═════ Data provided ═════

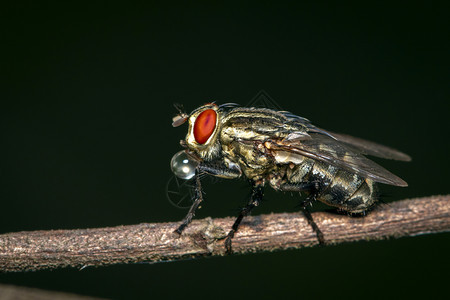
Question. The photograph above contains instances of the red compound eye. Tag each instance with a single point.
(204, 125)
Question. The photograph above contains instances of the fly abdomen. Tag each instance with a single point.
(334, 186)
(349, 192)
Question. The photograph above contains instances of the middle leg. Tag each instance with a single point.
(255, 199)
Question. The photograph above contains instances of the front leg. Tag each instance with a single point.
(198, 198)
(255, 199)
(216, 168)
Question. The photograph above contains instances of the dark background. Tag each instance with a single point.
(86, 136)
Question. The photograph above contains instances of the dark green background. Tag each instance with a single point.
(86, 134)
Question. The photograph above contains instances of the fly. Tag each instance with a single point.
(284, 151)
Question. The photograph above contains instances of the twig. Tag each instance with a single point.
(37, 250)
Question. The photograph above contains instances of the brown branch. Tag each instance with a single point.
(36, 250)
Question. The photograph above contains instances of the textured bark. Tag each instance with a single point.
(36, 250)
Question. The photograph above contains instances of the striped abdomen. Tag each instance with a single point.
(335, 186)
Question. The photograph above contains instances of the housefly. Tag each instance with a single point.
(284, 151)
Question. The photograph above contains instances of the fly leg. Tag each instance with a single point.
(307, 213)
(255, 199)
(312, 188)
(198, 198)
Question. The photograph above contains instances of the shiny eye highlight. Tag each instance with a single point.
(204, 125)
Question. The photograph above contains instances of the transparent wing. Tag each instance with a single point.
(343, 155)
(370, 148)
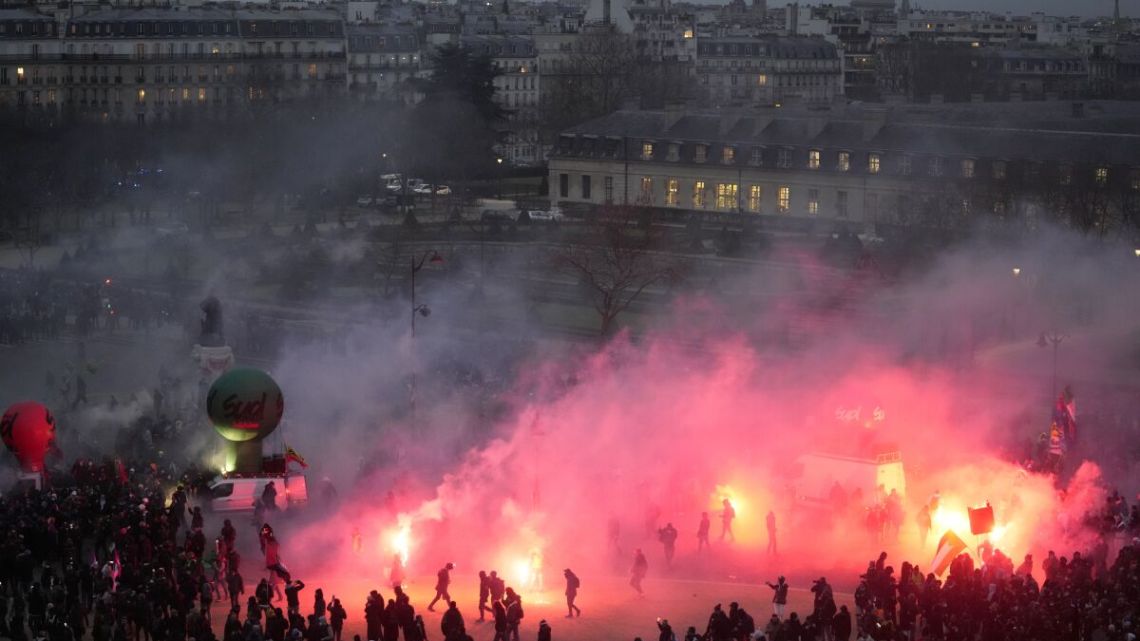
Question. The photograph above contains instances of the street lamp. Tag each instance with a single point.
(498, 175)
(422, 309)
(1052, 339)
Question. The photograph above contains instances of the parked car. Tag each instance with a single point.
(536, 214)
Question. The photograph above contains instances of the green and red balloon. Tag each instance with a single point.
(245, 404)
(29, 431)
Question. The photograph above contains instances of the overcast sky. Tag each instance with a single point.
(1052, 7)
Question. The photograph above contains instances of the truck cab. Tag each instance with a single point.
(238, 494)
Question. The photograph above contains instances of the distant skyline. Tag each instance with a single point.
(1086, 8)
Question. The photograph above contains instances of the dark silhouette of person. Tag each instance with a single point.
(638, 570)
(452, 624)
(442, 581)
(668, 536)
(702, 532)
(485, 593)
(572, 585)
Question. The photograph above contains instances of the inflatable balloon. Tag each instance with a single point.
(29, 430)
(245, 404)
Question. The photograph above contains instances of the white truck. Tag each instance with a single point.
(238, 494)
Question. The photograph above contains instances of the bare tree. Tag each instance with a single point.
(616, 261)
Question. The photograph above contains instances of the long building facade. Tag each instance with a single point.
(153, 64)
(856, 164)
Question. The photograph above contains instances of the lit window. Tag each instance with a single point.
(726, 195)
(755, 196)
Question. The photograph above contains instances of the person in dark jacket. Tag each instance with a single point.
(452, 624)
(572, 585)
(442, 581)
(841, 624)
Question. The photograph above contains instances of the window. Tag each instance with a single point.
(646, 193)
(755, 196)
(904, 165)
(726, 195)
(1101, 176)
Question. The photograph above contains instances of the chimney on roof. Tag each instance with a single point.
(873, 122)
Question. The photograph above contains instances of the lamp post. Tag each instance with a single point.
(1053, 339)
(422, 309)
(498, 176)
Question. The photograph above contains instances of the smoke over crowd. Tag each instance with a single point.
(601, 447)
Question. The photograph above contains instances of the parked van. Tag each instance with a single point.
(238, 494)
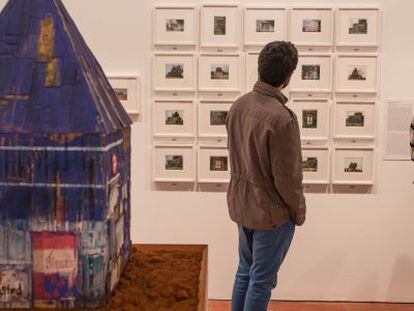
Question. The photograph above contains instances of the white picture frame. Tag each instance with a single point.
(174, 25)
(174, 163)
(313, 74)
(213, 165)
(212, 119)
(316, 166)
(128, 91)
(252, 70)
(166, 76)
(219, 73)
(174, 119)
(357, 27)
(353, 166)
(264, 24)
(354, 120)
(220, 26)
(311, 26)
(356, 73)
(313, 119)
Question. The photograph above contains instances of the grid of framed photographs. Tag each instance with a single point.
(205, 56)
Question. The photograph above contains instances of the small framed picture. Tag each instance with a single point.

═════

**Task goal:** Return all of the material exactly, without pictures.

**Solution below:**
Question. The photograph above contains instances of the red compound eye. Tag each instance with a single point.
(204, 125)
Question. The photograph above contains instances of the fly abdomen. Tag each instance with a single point.
(334, 186)
(349, 192)
Question. The photograph above contains instances of the middle leg. Tag each instance with a single point.
(255, 199)
Question. The photograph above contains instances of the front leg. Tag each instance with a single point.
(198, 198)
(255, 199)
(216, 168)
Question. The photograph above contains instances of the dark background. Tag each instance with a single point.
(86, 136)
Question. The photograph above contains instances of the dark green background. Tag each instance with a single point.
(86, 134)
Question. The photograph above contains instances of the fly. Tag each instance with a single point.
(284, 151)
Question. The photograph above contains instances of the twig. Tag each instance with a single point.
(37, 250)
Question. The photograph above contains instances of the brown branch. Tag each instance with a single point.
(36, 250)
Question. The photograph above contains instances of the textured bark. Tag each instance with a single point.
(36, 250)
Question. The photograph above contains instances of the striped abdomen. Tag each instance with a single point.
(335, 186)
Question. The photograph above contains instances of the housefly. Tag each instance with a single point.
(284, 151)
Question. The photograph above contains instances of the fly leg. Tag each instance with a single point.
(307, 213)
(255, 199)
(312, 188)
(198, 198)
Question. The photograph above contains instances of the shiny eye highlight. Tag each instance with a single point.
(204, 125)
Question. The photograph above contains instances of the transparent wing. Tag each instance with a single point.
(343, 155)
(370, 148)
Question. The photograph above contains instances of the street lamp. Tag each instance with a single point.
(498, 175)
(422, 309)
(1052, 339)
Question. The photograph above contains instances of the parked car. Tag each instance with a single point.
(536, 214)
Question. The photograph above contains instances of the green and red balloon. Tag each instance with a single point.
(245, 404)
(29, 431)
Question. The photograph above contains instances of the overcast sky. Tag each instance with a single point.
(1052, 7)
Question. The photograph above contains instances of the truck cab. Tag each instance with a single point.
(238, 494)
Question. The photograph above contains instances of the distant skyline. Tag each instance with a single point.
(1086, 8)
Question. The photograph above contains instances of the dark silhouette of person. Tag each instance with a single point.
(638, 570)
(452, 624)
(442, 581)
(668, 536)
(702, 532)
(485, 593)
(572, 585)
Question. The photograph above contains instances of the inflatable balloon. Tag each instance with a single point.
(29, 430)
(245, 404)
Question. The photograph above contains instances of the white truck. Tag each instance with a single point.
(238, 494)
Question. The photograph above contains instances of the bare tree. Tag each instance with a single point.
(616, 261)
Question. The photograph above contains instances of the long building facade. Tag each instance with a single point.
(153, 64)
(856, 164)
Question. The photograph above contains instances of the lit window. Tag each instance with a single point.
(726, 195)
(755, 196)
Question. The photograph above contains instances of the person in dark jacket. Tag each instance with a single point.
(452, 624)
(572, 585)
(442, 581)
(841, 624)
Question. The photograph above contains instances of the window. Tag each instance with a single point.
(646, 193)
(755, 196)
(904, 165)
(726, 195)
(1101, 176)
Question. The photograph above contains instances of the chimney on roof. Tag each instance with a single point.
(873, 122)
Question. The photograph above contains instances of the lamp post. Tag each instance with a single point.
(1053, 339)
(422, 309)
(498, 176)
Question. The photograph above contains instances of the smoke over crowd. Tag each instance with a single point.
(601, 447)
Question. The photograph above contains instances of the parked van. Tag each instance with a single point.
(238, 494)
Question. The photograph above contains instances of the white picture frame. Tag each instance with a single point.
(174, 25)
(174, 163)
(313, 74)
(213, 165)
(212, 119)
(316, 166)
(128, 91)
(252, 70)
(166, 76)
(219, 73)
(174, 119)
(357, 27)
(353, 166)
(264, 24)
(354, 120)
(220, 26)
(311, 26)
(356, 73)
(313, 119)
Question. The photograph above contains instances of the grid of framed photographs. Tag each instance with a single point.
(205, 56)
Question. The photograph above contains instances of the small framed picture. Tag each instance with a single point.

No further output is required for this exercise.